### TEXT BLOCK

Monday, September 19, 2005

Fishing on Long Island Sound: $40 a Person to Catch Next to Nothing

As an economic asset, Long Island Sound is worth about $5 billion a year to the economies of Connecticut and coastal New York. But what does that mean in real-life terms?

My friend and former colleague Ken Valenti went out to do a story about recreational fishing on Long Island Sound, and found a business – a party boat in Port Chester called the Snow Goose 2, owned and operated by Kevin Reynolds, of Fairfield, Connecticut – that without a doubt will be suffering if the Sound cleanup does not succeed. Ken wrote:

The 50-footer, built in 1987, holds 40 people. On the recent trip, he took 22 fishermen on the six-hour trip. The cost of $40 per adult, $30 per child 12 and under covers the six-hour trip, with bait and tackle. An angler can rent a rod for $5.

The fishermen on the Snow Goose 2 were looking for fluke that day, but didn’t do too well. In six hours, they caught a combined total of 15 fish. Ken’s story though did not say when the fishing trip occurred (I was pretty sure I knew why: the Journal News often holds stories for weeks, waiting for room in the paper, and when they finally do publish them, they’re sheepish about saying the events you’re reading about took place more than a month ago.)

######
### DATA ENTRIES

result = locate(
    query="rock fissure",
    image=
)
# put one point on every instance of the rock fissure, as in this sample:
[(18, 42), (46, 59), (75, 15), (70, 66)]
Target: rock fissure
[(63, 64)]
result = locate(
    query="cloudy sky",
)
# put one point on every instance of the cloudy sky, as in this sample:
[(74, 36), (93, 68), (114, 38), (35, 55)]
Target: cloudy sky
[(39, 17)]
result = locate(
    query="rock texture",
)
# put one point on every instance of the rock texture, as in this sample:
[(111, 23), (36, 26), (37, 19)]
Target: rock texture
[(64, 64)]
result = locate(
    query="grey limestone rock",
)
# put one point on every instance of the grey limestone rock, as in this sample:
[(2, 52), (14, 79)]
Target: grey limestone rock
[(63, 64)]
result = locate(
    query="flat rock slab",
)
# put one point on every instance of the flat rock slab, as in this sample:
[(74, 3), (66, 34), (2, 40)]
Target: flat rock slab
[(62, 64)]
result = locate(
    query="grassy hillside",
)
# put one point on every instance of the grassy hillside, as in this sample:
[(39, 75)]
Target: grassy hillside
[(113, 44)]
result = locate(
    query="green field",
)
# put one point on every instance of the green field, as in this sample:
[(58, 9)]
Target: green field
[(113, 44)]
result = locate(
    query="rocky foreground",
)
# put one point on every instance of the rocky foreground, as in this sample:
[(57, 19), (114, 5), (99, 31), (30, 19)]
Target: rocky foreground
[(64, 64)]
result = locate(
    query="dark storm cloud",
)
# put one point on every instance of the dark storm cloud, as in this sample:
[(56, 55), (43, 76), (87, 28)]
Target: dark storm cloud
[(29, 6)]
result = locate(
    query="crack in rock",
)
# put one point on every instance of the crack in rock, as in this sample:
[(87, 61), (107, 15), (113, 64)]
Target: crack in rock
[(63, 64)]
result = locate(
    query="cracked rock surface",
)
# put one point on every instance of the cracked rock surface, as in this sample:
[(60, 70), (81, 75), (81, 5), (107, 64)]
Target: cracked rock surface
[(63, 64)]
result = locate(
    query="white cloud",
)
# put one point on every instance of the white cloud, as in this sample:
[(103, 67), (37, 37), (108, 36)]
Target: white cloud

######

AIM: Could you copy out the full post above about fishing on Long Island Sound word for word, from its date line through its last sentence?

EXPECTED ANSWER:
Monday, September 19, 2005

Fishing on Long Island Sound: $40 a Person to Catch Next to Nothing

As an economic asset, Long Island Sound is worth about $5 billion a year to the economies of Connecticut and coastal New York. But what does that mean in real-life terms?

My friend and former colleague Ken Valenti went out to do a story about recreational fishing on Long Island Sound, and found a business – a party boat in Port Chester called the Snow Goose 2, owned and operated by Kevin Reynolds, of Fairfield, Connecticut – that without a doubt will be suffering if the Sound cleanup does not succeed. Ken wrote:

The 50-footer, built in 1987, holds 40 people. On the recent trip, he took 22 fishermen on the six-hour trip. The cost of $40 per adult, $30 per child 12 and under covers the six-hour trip, with bait and tackle. An angler can rent a rod for $5.

The fishermen on the Snow Goose 2 were looking for fluke that day, but didn’t do too well. In six hours, they caught a combined total of 15 fish. Ken’s story though did not say when the fishing trip occurred (I was pretty sure I knew why: the Journal News often holds stories for weeks, waiting for room in the paper, and when they finally do publish them, they’re sheepish about saying the events you’re reading about took place more than a month ago.)